# [PASSAGE FOR REVIEW]
Factory workers, including children, in England, c. 1900–45

This is an article about a 19th-century British report. It should not be confused with the Sadler Commission, an investigation into Indian University education at the end of the First World War.

The Sadler Report, also known as the Report of the Select Committee on Factory Children's Labour (Parliamentary Papers 1831–32, volume XV) or "the report of Mr Sadler's Committee," (Note: the standard phrase used by the Evening Standard in editorials from the start of January 1833 onward; a search in the British Newspaper Archive shows instances can be found in other papers eg. There are no hits for the phrase 'Sadler report') was a report written in 1832 by Michael Sadler, the chairman of a UK parliamentary committee considering a bill that limited the hours of work of children in textile mills and factories. In committee hearings carried out between the passage of the Reform Act 1832 and Parliament's subsequent dissolution, Sadler had elicited testimony from factory workers (current and former), concerned medical men, and other bystanders. The report highlighted the poor working conditions and excessive working hours for children working in the factories. Time (and Sadler) prevented balancing or contrary evidence from being called before Parliament was dissolved.

The committee report was published early in 1833. A mid-20th-century historian described it as "a mass of evidence, constituting a most formidable indictment of factory conditions... It is impossible not to be staggered by the revelations of human misery and degradation – impossible not to be moved by the dreadful stories of children and young persons (and adults, too, for that matter) who were bullied and cursed and tormented, pushed around and knocked about by those placed in authority over them." There was widespread public outcry at the conditions depicted by the testimony heard. Parliament declined to legislate on the basis of the report. Even Sadler's parliamentary friends, such as Lord Morpeth, conceded that the proceedings of the committee were irregular and its choice of witnesses unbalanced. Instead, Parliament voted for a fresh inquiry through a Factory Commission, which visited the principal manufacturing districts and took evidence on oath (unlike the select committee).

# [DATASET RECORDS]
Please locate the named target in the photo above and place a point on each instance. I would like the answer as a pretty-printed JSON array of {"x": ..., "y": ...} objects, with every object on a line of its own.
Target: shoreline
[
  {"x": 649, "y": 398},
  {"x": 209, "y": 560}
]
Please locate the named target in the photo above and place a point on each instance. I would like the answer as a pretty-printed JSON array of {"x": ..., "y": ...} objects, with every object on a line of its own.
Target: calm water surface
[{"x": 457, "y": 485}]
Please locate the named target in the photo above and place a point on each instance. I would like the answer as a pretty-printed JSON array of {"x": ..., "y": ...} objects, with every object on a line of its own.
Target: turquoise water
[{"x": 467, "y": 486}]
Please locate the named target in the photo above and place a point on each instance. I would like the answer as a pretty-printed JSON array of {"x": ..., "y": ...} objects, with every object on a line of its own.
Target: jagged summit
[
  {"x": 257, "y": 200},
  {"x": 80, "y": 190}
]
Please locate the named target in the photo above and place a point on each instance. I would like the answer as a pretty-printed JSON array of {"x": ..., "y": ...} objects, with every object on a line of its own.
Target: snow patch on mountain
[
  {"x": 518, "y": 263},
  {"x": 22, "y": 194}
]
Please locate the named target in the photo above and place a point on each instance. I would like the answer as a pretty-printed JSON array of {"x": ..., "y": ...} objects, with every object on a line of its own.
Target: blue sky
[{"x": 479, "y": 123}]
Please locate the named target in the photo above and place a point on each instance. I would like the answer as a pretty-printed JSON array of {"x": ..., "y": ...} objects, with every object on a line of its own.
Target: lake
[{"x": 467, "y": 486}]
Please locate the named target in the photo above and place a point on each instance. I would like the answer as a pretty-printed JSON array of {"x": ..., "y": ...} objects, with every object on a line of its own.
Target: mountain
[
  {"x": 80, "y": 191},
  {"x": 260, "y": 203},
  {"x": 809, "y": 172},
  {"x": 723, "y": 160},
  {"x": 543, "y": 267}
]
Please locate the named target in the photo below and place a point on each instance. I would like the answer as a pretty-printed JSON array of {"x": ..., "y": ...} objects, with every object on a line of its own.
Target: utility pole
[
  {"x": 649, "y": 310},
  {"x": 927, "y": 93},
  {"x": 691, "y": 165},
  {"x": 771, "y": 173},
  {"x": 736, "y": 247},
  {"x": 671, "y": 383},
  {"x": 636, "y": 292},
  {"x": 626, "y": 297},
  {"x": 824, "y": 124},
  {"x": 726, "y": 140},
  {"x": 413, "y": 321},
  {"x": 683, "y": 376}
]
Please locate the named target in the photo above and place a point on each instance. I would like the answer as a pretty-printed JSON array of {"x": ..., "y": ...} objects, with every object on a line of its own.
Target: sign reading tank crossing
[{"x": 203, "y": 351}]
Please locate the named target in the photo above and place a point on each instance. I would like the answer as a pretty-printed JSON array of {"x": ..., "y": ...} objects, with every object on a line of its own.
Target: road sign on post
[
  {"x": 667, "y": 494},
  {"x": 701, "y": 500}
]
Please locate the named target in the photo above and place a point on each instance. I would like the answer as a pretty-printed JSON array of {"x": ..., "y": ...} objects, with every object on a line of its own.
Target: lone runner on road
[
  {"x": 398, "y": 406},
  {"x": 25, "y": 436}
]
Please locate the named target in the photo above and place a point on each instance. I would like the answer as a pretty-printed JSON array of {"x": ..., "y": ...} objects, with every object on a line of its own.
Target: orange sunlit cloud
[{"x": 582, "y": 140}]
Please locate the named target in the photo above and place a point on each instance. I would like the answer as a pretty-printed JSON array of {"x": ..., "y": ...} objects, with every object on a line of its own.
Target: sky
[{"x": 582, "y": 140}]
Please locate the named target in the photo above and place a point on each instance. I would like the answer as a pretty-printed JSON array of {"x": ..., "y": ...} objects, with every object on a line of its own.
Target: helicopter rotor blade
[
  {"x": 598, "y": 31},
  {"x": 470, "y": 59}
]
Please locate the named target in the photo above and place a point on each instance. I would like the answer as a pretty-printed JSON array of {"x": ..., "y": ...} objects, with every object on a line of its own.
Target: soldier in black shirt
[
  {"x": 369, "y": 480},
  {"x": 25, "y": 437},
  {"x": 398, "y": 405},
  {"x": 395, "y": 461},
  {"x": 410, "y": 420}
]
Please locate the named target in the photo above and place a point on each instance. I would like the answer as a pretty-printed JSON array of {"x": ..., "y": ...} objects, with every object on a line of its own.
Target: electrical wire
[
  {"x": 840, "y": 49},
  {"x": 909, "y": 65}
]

# [ASSIGNMENT 1]
From the article on the Sadler Report, list the kinds of people from whom Sadler drew testimony in the committee hearings.
# [ASSIGNMENT 2]
According to the article on the Sadler Report, why was no balancing or contrary evidence called before the committee, and when were its hearings held?

# [RESPONSE AREA 1]
Factory workers (current and former), concerned medical men, and other bystanders.

# [RESPONSE AREA 2]
Time and Sadler himself prevented such evidence from being called before Parliament was dissolved. The hearings took place between the passage of the Reform Act 1832 and Parliament's subsequent dissolution.